● MATERIAL SUPPLIED

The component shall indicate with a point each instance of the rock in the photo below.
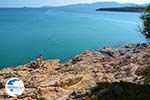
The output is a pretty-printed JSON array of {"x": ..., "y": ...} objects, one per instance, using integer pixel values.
[
  {"x": 57, "y": 81},
  {"x": 1, "y": 85}
]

● GIVEN REQUEST
Can you write out the rows above again with "rock" replaced by "stone" and everything else unchanged? Leave the pictures out.

● THE ANSWER
The component shall indicate with a point each instance of the stone in the photo below.
The output is a pretty-printed JSON array of {"x": ..., "y": ...} objects, one per instance, using integer pixel values.
[
  {"x": 57, "y": 81},
  {"x": 1, "y": 85}
]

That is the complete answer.